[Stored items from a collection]
::::::::

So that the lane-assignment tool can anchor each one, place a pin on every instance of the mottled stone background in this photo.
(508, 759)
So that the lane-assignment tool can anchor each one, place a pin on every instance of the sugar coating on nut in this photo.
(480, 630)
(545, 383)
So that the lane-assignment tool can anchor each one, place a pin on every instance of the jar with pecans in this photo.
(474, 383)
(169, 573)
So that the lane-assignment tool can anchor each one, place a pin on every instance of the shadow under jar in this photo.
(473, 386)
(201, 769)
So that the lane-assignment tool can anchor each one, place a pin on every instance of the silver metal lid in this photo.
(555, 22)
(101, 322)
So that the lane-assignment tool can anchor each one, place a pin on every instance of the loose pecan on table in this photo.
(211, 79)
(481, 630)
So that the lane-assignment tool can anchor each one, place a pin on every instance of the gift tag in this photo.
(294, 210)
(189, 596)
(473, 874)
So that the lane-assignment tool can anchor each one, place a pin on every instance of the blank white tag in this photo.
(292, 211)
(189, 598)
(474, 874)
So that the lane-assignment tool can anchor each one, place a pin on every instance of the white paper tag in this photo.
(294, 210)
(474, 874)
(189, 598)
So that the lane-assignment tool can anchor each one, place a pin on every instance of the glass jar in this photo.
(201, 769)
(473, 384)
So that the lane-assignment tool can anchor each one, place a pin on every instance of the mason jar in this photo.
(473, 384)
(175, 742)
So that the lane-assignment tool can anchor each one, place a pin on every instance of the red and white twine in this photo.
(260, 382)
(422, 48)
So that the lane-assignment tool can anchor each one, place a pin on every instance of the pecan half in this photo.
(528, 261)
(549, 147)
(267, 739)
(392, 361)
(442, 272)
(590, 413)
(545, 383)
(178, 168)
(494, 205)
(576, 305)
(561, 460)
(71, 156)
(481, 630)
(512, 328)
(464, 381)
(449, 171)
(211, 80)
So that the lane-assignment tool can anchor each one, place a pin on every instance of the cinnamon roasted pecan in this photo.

::::::::

Exact repetition is required: return every record shown above.

So that the lane-assignment tool can anchor each one, place a pin on every instance of the mottled stone background in this photo.
(508, 759)
So that the lane-assignment tool can anchor each one, place a pin on every instance of the sugar coating on nut in this photo.
(480, 630)
(545, 383)
So that the lane-assignment tool can anchor each one, place a pin on every instance of the jar with pecans in this photo.
(474, 383)
(169, 573)
So that the lane-assignment tool can anchor each one, place a pin on every instance of the shadow under jar in this photo.
(473, 386)
(201, 769)
So that the lane-assignment tool can anchor each one, place a pin on every instance of the silver metal lid in this photo.
(555, 22)
(101, 322)
So that the lane-assignment tool can anchor each one, place a pin on every instance of the loose pecan on table in this photo.
(211, 79)
(481, 630)
So that the lane-assignment tool can anchor each one, place a pin on every instance of the gift tag in this photo.
(294, 210)
(189, 596)
(473, 874)
So that the lane-assignment tool can anchor each one, place a pin on every instance of the blank white tag in this photo.
(292, 211)
(189, 598)
(474, 874)
So that the lane-assignment tool can anchor each one, place a pin on every instance of the white paper tag in this photo.
(294, 210)
(474, 874)
(189, 598)
So that the lane-assignment tool can anchor each one, place a pin on every instance of the glass jar in this photo.
(201, 769)
(473, 384)
So that the lane-assignment tool can anchor each one, place a pin on every instance of the mason jar in this photo.
(473, 384)
(175, 742)
So that the lane-assignment tool can anchor each one, place a pin on every instance of the red and white twine in this photo.
(260, 382)
(422, 48)
So that the lane-assignment tool can anchor each one, place a pin on every instance of the pecan half in this photo.
(528, 261)
(549, 147)
(267, 739)
(392, 361)
(442, 272)
(590, 413)
(545, 383)
(178, 168)
(494, 205)
(576, 305)
(561, 460)
(71, 156)
(481, 630)
(512, 328)
(464, 381)
(449, 171)
(211, 80)
So that the lane-assignment tool can anchor each one, place a pin on every instance of the cinnamon roasted pecan in this photo.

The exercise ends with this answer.